(Rows from a dataset)
>> BEGIN
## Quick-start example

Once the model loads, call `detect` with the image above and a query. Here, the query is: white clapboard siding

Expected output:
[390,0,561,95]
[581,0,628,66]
>> END
_SHORT EXERCISE_
Please express the records above as a two-column CSV with the headers request and answer, one row per request. Put each request's text and its answer in one quoted field each, with line breaks replaced by spaces.

_RESPONSE FOR THIS EXERCISE_
request,answer
"## Quick-start example Once the model loads, call `detect` with the image above and a query. Here, the query is: white clapboard siding Expected output:","[390,0,561,95] [581,0,628,66]"